But I may be told, perhaps, that men by their sufferings, though they do not prove their doctrines to be true, yet prove at least their own sincerity: as if it were a thing impossible for men to dissemble at the point of death. Alas! how many instances are there of men's denying facts plainly proved, asserting facts plainly disproved, even with the rope around their necks? Must all such pass for innocent sufferers, sincere men? If not, it must be allowed, that a man's word at the point of death is not always to be relied on. - Thomas Sherlock [1]
[1] Trial of the Witnesses of the Resurrection of Jesus (1729)
7. APOSTOLIC DOCTRINES
PAUL'S “NEW COVENANT”
----------------
--- Set of tasks ---
A - In the document excerpt, which work by Thomas Sherlock does the footnote cite, and what year does it give?
B - Arrange the records as a numbered list, starting with their first line and ending with the line containing "left=294, top=207, right=626, bottom=344", including that line. Omit blank lines and pictures.

--- Stored data ---
----------------
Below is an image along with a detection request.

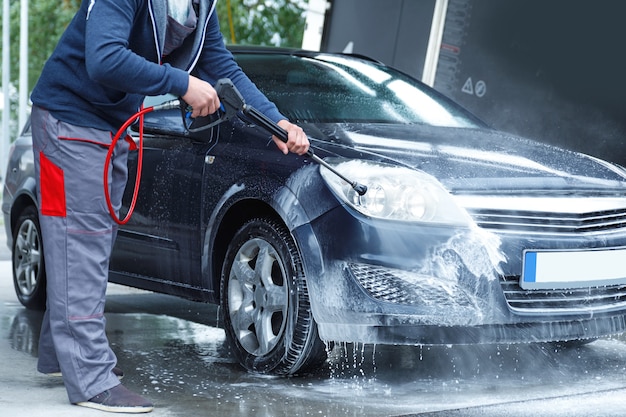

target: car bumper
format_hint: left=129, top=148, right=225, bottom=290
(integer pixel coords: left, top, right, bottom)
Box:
left=294, top=207, right=626, bottom=344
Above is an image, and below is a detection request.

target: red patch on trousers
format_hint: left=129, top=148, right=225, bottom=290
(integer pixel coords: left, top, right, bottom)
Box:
left=39, top=152, right=66, bottom=217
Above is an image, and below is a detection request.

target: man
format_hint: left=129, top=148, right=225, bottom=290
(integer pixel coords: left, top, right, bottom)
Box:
left=31, top=0, right=309, bottom=413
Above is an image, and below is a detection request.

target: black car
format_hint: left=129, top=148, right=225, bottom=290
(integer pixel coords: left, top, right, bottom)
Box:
left=2, top=48, right=626, bottom=374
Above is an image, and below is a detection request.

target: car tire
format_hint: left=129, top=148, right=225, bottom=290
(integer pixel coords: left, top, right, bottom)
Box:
left=220, top=218, right=327, bottom=375
left=11, top=206, right=46, bottom=310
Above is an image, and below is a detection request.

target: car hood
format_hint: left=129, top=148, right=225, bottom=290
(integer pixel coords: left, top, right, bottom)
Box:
left=311, top=124, right=626, bottom=195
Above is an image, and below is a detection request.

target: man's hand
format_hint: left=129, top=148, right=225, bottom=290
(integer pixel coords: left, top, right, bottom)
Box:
left=272, top=119, right=309, bottom=155
left=182, top=75, right=220, bottom=118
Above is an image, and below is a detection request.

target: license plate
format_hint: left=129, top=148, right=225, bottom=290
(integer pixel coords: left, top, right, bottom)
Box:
left=520, top=248, right=626, bottom=289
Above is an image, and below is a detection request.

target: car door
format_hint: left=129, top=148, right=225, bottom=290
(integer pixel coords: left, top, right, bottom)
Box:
left=110, top=110, right=212, bottom=296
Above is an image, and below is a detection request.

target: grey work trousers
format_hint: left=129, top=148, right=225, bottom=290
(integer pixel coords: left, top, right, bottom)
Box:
left=31, top=107, right=129, bottom=403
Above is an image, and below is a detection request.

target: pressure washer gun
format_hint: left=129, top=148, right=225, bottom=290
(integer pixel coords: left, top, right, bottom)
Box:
left=210, top=78, right=367, bottom=195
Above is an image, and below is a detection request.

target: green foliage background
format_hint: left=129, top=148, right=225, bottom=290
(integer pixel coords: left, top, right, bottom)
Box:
left=0, top=0, right=308, bottom=136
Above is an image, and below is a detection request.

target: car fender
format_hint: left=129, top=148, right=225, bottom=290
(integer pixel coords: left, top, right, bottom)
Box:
left=202, top=166, right=336, bottom=297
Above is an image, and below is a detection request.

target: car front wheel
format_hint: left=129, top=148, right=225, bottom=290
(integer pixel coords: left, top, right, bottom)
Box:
left=12, top=206, right=46, bottom=310
left=220, top=219, right=327, bottom=375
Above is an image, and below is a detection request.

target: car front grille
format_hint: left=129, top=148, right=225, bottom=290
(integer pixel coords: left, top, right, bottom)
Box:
left=500, top=277, right=626, bottom=314
left=349, top=263, right=474, bottom=307
left=468, top=209, right=626, bottom=233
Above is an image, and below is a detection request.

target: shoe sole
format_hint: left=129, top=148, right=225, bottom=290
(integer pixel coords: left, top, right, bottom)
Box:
left=44, top=372, right=124, bottom=381
left=76, top=401, right=154, bottom=414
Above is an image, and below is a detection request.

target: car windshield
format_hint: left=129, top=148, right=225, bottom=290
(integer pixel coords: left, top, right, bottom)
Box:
left=235, top=53, right=482, bottom=127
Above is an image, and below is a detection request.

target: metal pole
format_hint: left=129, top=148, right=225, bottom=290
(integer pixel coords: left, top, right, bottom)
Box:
left=17, top=0, right=29, bottom=130
left=0, top=0, right=11, bottom=179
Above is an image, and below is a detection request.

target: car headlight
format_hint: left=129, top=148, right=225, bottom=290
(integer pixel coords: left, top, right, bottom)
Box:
left=321, top=159, right=471, bottom=226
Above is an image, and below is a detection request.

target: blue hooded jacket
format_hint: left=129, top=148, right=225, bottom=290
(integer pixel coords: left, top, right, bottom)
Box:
left=31, top=0, right=285, bottom=132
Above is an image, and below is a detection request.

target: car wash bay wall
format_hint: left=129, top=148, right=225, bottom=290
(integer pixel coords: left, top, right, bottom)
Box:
left=323, top=0, right=626, bottom=166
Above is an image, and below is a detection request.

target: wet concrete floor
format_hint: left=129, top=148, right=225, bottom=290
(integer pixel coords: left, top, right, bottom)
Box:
left=0, top=237, right=626, bottom=417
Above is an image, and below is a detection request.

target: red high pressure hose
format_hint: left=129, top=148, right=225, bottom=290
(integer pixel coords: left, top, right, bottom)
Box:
left=104, top=107, right=154, bottom=224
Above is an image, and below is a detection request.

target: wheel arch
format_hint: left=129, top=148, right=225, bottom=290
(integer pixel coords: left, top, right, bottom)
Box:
left=7, top=179, right=38, bottom=246
left=202, top=182, right=321, bottom=302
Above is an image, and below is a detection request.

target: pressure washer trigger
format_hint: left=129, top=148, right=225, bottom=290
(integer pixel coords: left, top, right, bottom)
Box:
left=215, top=78, right=245, bottom=120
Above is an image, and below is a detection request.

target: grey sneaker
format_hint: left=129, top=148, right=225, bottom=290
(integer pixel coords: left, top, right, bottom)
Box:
left=46, top=366, right=124, bottom=380
left=76, top=384, right=154, bottom=413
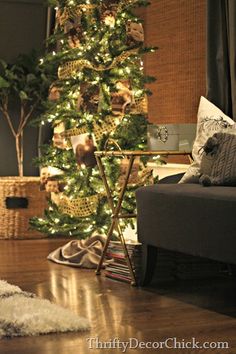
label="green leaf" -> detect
[19,91,29,100]
[26,74,36,82]
[0,76,10,88]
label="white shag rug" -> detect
[0,280,90,338]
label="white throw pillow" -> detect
[179,96,236,183]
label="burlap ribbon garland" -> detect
[57,0,139,25]
[58,48,138,80]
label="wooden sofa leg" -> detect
[139,244,157,286]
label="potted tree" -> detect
[0,52,49,238]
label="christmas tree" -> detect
[31,0,155,238]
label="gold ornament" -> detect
[52,122,71,150]
[61,114,124,141]
[130,95,148,115]
[58,194,101,218]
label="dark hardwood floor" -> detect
[0,239,236,354]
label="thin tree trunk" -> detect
[16,134,23,177]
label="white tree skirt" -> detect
[0,280,89,338]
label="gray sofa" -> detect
[136,175,236,285]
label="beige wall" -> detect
[141,0,206,123]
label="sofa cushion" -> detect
[200,133,236,186]
[136,184,236,263]
[180,97,235,183]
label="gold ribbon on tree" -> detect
[58,194,102,218]
[61,115,123,140]
[57,4,97,26]
[58,48,138,80]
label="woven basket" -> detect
[0,177,47,239]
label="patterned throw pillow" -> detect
[179,97,236,183]
[200,133,236,186]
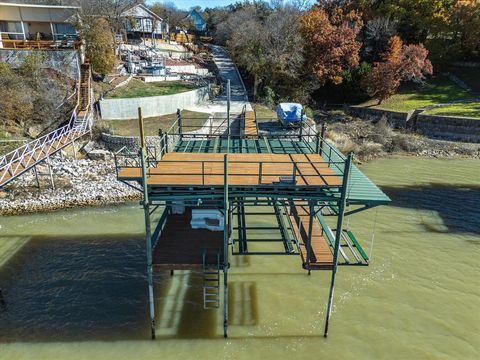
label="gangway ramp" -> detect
[0,65,93,189]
----------------
--- Solution set ---
A - Trial of the Witnesses of the Resurrection of Jesus, dated 1729.

B -
1. Below is an image along with a detection request.
2. target: car bumper
3. format_hint: left=129, top=148, right=225, bottom=290
4. (integer pixel coords: left, top, right, bottom)
5. Box:
6. left=294, top=207, right=626, bottom=344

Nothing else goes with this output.